-- BEGIN TEXT EXTRACT --
FrameType = Literal["OLS", "LSS", "ESH", "LPS"]
"""
Frame type codes:
- "OLS": ONLY_LONG_SEQUENCE
- "LSS": LONG_START_SEQUENCE
- "ESH": EIGHT_SHORT_SEQUENCE
- "LPS": LONG_STOP_SEQUENCE
"""

WinType = Literal["KBD", "SIN"]
"""
Window type codes:
- "KBD": Kaiser-Bessel-Derived
- "SIN": sinusoid
"""

FrameT = np.ndarray
"""
Time-domain frame.
Expected shape: (2048, 2) for stereo (two channels).
dtype: float (e.g., float32/float64).
"""

FrameChannelT = np.ndarray
"""
Time-domain single channel frame.
Expected shape: (2048,).
dtype: float (e.g., float32/float64).
"""


FrameF = np.ndarray
"""
Frequency-domain frame (MDCT coefficients).
As per spec (Level 1):
- If frame_type in {"OLS","LSS","LPS"}: shape (1024, 2)
- If frame_type == "ESH": shape (128, 16) where 8 subframes x 2 channels
  are placed in columns according to the subframe order (i.e., each subframe is (128,2)).
"""

ChannelKey = Literal["chl", "chr"]


class AACChannelFrameF(TypedDict):
    """Channel payload for aac_seq_1[i]["chl"] or ["chr"] (Level 1)."""
    frame_F: np.ndarray
    # frame_F for one channel:
    # - ESH: shape (128, 8)
    # - else: shape (1024, 1)


class AACSeq1Frame(TypedDict):
    """One frame dictionary of aac_seq_1 (Level 1)."""
    frame_type: FrameType
    win_type: WinType
    chl: AACChannelFrameF
    chr: AACChannelFrameF


AACSeq1 = List[AACSeq1Frame]
"""AAC sequence for Level 1:
List of length K (K = number of frames).
Each element is a dict with keys:
- "frame_type", "win_type", "chl", "chr"
"""

# Global Options
# -----------------------------------------------------------------------------

# Window type
# Options: "SIN", "KBD"
WIN_TYPE: WinType = "SIN"


# Private helpers for SSC
# -----------------------------------------------------------------------------

# See Table 1 in mm-2025-hw-v0.1.pdf
STEREO_MERGE_TABLE: Dict[Tuple[FrameType, FrameType], FrameType] = {
    ("OLS", "OLS"): "OLS",
    ("OLS", "LSS"): "LSS",
    ("OLS", "ESH"): "ESH",
    ("OLS", "LPS"): "LPS",
    ("LSS", "OLS"): "LSS",
    ("LSS", "LSS"): "LSS",
    ("LSS", "ESH"): "ESH",
    ("LSS", "LPS"): "ESH",
    ("ESH", "OLS"): "ESH",
    ("ESH", "LSS"): "ESH",
    ("ESH", "ESH"): "ESH",
    ("ESH", "LPS"): "ESH",
    ("LPS", "OLS"): "LPS",
    ("LPS", "LSS"): "ESH",
    ("LPS", "ESH"): "ESH",
    ("LPS", "LPS"): "LPS",
}

def _detect_attack(next_frame_channel: FrameChannelT) -> bool:
    """
    Detect if next frame (single channel) implies ESH according to the spec's attack criterion.

    Parameters
    ----------
    next_frame_channel : FrameChannelT
        One channel of next_frame_T (shape: (2048,), dtype float).
-- END TEXT EXTRACT --
-- BEGIN DATA SHOWN --
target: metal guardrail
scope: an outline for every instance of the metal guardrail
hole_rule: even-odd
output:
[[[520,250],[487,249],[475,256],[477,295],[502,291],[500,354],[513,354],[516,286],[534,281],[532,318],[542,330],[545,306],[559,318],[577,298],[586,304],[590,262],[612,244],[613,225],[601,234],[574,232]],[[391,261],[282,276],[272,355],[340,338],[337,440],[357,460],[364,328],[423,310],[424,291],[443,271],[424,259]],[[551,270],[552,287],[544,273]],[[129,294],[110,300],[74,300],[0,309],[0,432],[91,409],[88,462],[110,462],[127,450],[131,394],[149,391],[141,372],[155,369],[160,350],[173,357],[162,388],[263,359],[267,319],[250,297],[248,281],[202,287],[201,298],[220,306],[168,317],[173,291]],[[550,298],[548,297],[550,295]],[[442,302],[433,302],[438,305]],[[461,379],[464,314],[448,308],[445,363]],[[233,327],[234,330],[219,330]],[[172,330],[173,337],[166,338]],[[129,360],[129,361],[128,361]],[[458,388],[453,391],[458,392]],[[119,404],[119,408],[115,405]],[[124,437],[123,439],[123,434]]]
-- END DATA SHOWN --
**EXERCISE TASKS**
A - Answer these questions about the code excerpt:
(i) What does the frame type code "ESH" stand for?
(ii) What expected shape is given for a time-domain single channel frame?
(iii) Which frame type does the stereo merge table assign to the pair ("LSS", "LPS")?
B - Extract every line of the listing verbatim.
The listing has no connection to the code excerpt.

**OUTPUTS BY TASK**
A -
(i) EIGHT_SHORT_SEQUENCE
(ii) (2048,)
(iii) "ESH"

B -
target: metal guardrail
scope: an outline for every instance of the metal guardrail
hole_rule: even-odd
output:
[[[520,250],[487,249],[475,256],[477,295],[502,291],[500,354],[513,354],[516,286],[534,281],[532,318],[542,330],[545,306],[559,318],[577,298],[586,304],[590,262],[612,244],[613,225],[601,234],[574,232]],[[391,261],[282,276],[272,355],[340,338],[337,440],[357,460],[364,328],[423,310],[424,291],[443,271],[424,259]],[[551,270],[552,287],[544,273]],[[129,294],[110,300],[74,300],[0,309],[0,432],[91,409],[88,462],[110,462],[127,450],[131,394],[149,391],[141,372],[155,369],[160,350],[173,357],[162,388],[263,359],[267,319],[250,297],[248,281],[202,287],[201,298],[220,306],[168,317],[173,291]],[[550,298],[548,297],[550,295]],[[442,302],[433,302],[438,305]],[[461,379],[464,314],[448,308],[445,363]],[[233,327],[234,330],[219,330]],[[172,330],[173,337],[166,338]],[[129,360],[129,361],[128,361]],[[458,388],[453,391],[458,392]],[[119,404],[119,408],[115,405]],[[124,437],[123,439],[123,434]]]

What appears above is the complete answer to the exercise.